→ **Given data**:
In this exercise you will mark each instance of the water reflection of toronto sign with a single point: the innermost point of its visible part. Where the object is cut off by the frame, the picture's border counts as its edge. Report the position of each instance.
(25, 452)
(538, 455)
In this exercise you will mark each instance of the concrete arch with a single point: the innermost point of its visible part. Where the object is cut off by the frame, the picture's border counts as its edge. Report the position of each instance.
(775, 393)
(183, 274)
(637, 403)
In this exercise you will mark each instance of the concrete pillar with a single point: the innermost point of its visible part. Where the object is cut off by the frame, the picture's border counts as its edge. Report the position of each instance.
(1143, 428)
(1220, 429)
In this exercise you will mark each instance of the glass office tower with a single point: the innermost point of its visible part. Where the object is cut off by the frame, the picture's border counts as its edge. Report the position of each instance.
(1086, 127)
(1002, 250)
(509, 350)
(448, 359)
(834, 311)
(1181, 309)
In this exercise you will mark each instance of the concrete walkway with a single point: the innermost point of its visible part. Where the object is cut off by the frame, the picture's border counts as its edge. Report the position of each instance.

→ **Instructions to follow**: Retype each line above, keeping every character.

→ **Answer to this exercise**:
In this exercise you will mark each instance of the water reflection of toronto sign with a single point: the innermost point of its visible part. Where the object is cut off by the frame, the picture's border counts as its edge. Report the position of each instance.
(25, 452)
(538, 455)
In this exercise you will mark each instance of the concrete arch with a single point: the innermost point of its visible part. Where the object is cut off by the frame, the picture's border counts as its edge. Report the position of each instance.
(775, 393)
(183, 274)
(637, 403)
In this exercise you will mark each instance of the concrete pillar with a single point: the innermost point of its visible part. Where the object is cut off by the frame, the picture's border counts as its edge. Report the position of each instance.
(1143, 428)
(1220, 429)
In this exercise you will mark each instance of the glass office tower with a single point: the innermost point of its visible part. Where the object is cut off by the frame, the picture's border counts as its edge. Report the position of each instance.
(1086, 127)
(1002, 250)
(509, 350)
(448, 359)
(834, 311)
(1181, 309)
In this exercise you will mark each instance of the concrete walkway with a single point: the innermost point of its visible part. Where the object is cut off by the frame, the picture's border counts as its edge. Report the position of each instance.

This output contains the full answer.